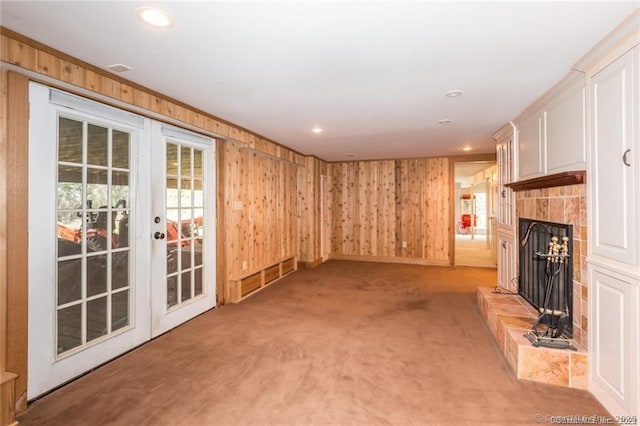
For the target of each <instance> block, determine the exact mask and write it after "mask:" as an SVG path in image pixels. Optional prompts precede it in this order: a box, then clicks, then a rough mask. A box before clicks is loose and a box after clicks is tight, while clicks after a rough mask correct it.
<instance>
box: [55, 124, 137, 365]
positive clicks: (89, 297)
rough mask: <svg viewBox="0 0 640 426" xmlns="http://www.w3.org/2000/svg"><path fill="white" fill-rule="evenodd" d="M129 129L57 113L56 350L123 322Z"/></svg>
mask: <svg viewBox="0 0 640 426" xmlns="http://www.w3.org/2000/svg"><path fill="white" fill-rule="evenodd" d="M130 148H131V134H130V133H128V132H125V131H122V130H117V129H113V128H111V127H108V126H104V125H97V124H94V123H90V122H88V121H86V120H83V119H76V118H72V117H62V116H60V117H58V176H57V203H56V205H57V212H56V215H57V219H58V224H57V233H56V234H57V235H56V236H57V241H58V248H57V259H58V267H57V269H56V271H57V279H56V283H57V284H56V292H57V298H56V301H57V324H56V329H57V344H56V347H57V354H58V355H62V354H64V353H65V352H68V351H70V350H72V349H79V348H81V347H83V346H84V345H86V344H88V343H89V342H92V341H97V340H101V339H103V338H105V336H109V335H110V334H111V333H113V332H114V331H116V330H118V329H122V328H124V327H127V326H129V325H130V317H131V311H130V310H131V303H130V300H129V297H130V296H131V292H130V291H129V290H130V288H131V280H130V268H129V259H130V255H131V253H130V248H129V247H130V241H129V226H130V225H131V223H130V217H131V206H130V198H129V194H130V188H129V186H130V182H129V179H130V175H131V173H130V172H131V169H130V155H129V150H130Z"/></svg>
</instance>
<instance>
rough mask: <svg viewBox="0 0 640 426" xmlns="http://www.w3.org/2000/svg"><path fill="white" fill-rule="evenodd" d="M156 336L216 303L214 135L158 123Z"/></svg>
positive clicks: (156, 155) (153, 205)
mask: <svg viewBox="0 0 640 426" xmlns="http://www.w3.org/2000/svg"><path fill="white" fill-rule="evenodd" d="M152 135H153V136H152V139H153V140H154V141H156V142H160V144H159V146H160V149H153V150H152V153H151V159H152V164H153V165H154V166H155V165H157V167H153V168H152V169H153V170H152V180H151V181H152V193H153V195H154V197H153V201H152V210H153V225H152V226H153V247H152V252H153V255H152V268H151V270H152V275H151V282H152V286H153V289H152V292H151V293H152V301H153V309H152V315H153V318H152V335H153V336H154V337H155V336H157V335H159V334H161V333H163V332H165V331H167V330H169V329H171V328H173V327H175V326H176V325H178V324H180V323H183V322H184V321H186V320H188V319H189V318H192V317H194V316H195V315H198V314H199V313H201V312H204V311H205V310H207V309H210V308H212V307H213V306H214V305H215V292H214V291H207V288H206V287H205V285H204V283H211V282H214V281H215V264H214V263H213V262H207V263H208V264H206V265H205V260H207V259H215V244H214V241H215V225H213V226H212V224H211V222H212V221H211V217H210V216H211V215H212V214H213V213H214V212H215V206H214V202H215V196H214V194H215V182H214V180H213V179H211V178H210V176H213V175H214V161H215V158H214V149H213V142H212V141H211V139H209V138H204V137H202V136H199V135H195V134H193V133H191V132H186V131H184V130H182V129H177V128H173V127H169V126H166V125H161V124H160V123H154V125H153V129H152Z"/></svg>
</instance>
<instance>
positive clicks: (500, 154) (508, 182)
mask: <svg viewBox="0 0 640 426" xmlns="http://www.w3.org/2000/svg"><path fill="white" fill-rule="evenodd" d="M514 135H515V132H514V129H513V125H512V124H508V125H506V126H505V127H503V128H502V129H501V130H500V131H499V132H498V133H496V134H495V135H494V136H493V137H494V138H495V139H496V141H497V142H496V165H497V168H498V208H497V213H498V214H497V216H498V227H499V228H502V227H508V228H513V227H514V226H515V194H514V192H513V190H512V189H511V188H508V187H507V186H506V185H507V184H508V183H511V182H513V180H514V176H515V173H514V167H515V161H514V152H513V147H514Z"/></svg>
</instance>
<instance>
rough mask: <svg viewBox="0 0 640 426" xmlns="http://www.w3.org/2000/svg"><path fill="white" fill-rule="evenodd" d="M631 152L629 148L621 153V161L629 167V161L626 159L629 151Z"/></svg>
mask: <svg viewBox="0 0 640 426" xmlns="http://www.w3.org/2000/svg"><path fill="white" fill-rule="evenodd" d="M630 152H631V149H627V150H626V151H625V152H624V154H622V162H623V163H624V165H625V166H627V167H631V163H630V162H629V160H628V159H627V155H629V153H630Z"/></svg>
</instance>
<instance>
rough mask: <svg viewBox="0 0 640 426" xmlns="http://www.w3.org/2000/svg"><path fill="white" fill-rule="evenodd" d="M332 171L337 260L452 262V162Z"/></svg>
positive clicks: (370, 164)
mask: <svg viewBox="0 0 640 426" xmlns="http://www.w3.org/2000/svg"><path fill="white" fill-rule="evenodd" d="M328 171H329V175H330V178H331V187H330V188H331V189H330V193H331V195H330V198H331V205H330V211H331V218H332V220H331V222H332V226H331V255H332V257H341V258H345V256H349V258H353V256H361V257H372V258H379V259H384V260H387V261H388V260H389V259H393V258H396V259H400V258H402V259H420V260H422V261H428V262H433V263H434V264H448V262H449V258H450V257H449V256H450V254H449V252H450V249H449V232H450V230H449V220H450V219H449V217H450V214H449V210H450V200H449V197H450V191H449V187H450V176H449V162H448V159H446V158H424V159H409V160H386V161H360V162H344V163H330V164H329V165H328ZM422 263H424V262H422Z"/></svg>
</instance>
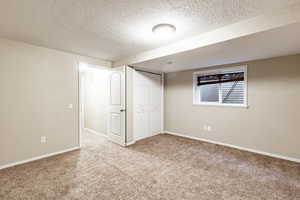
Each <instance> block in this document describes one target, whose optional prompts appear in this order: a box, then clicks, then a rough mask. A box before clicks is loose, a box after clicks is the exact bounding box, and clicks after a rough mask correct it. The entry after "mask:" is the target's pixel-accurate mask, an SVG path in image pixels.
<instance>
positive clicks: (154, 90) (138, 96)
mask: <svg viewBox="0 0 300 200" xmlns="http://www.w3.org/2000/svg"><path fill="white" fill-rule="evenodd" d="M162 81H163V80H162V75H161V74H157V73H152V72H146V71H141V70H135V73H134V99H133V103H134V116H133V117H134V125H133V127H134V140H135V141H138V140H141V139H144V138H147V137H151V136H154V135H158V134H160V133H161V132H162V105H163V104H162V92H163V87H162V85H163V84H162Z"/></svg>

**AIM OF THE TASK:** Collect every line of the data above that contains the string "block".

**RESULT BELOW:**
For the target of each <instance> block, determine the exact mask and write it after "mask:" as an SVG path in image pixels. Optional prompts precede it in this order: a box, then clicks, then a rough mask. A box before clicks is loose and a box after clicks is tight, while clicks after a rough mask correct it.
Each <instance> block in this document describes one target, whose optional prompts appear in this order: a box, then clicks, then a rough mask. A box before clicks is loose, a box after clicks is the exact bounding box, and clicks after a rough mask correct it. The entry after "mask:" is the target's pixel-accurate mask, an SVG path in image pixels.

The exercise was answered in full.